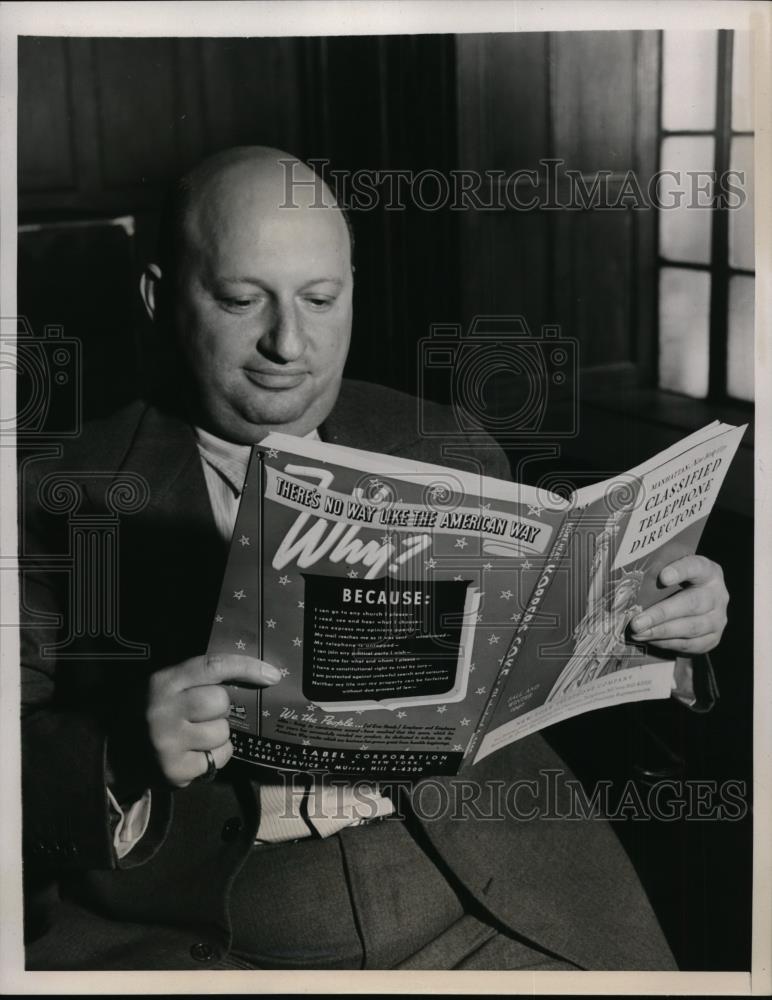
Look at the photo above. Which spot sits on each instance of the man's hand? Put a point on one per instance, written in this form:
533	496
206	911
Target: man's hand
188	708
692	621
◇ ◇ ◇ ◇ ◇ ◇ ◇
Objective: Rewrite the entries above, substituting "person's hand" for every occurrence of "man's hand" and leaving all other wording unchanged. Omit the pictures from your answer.

Problem solution:
Look at the photo above. Which spot sits on each instance of the person's hand? Put a point on one per instance, written in this form:
533	496
206	911
Target: person's hand
188	708
692	621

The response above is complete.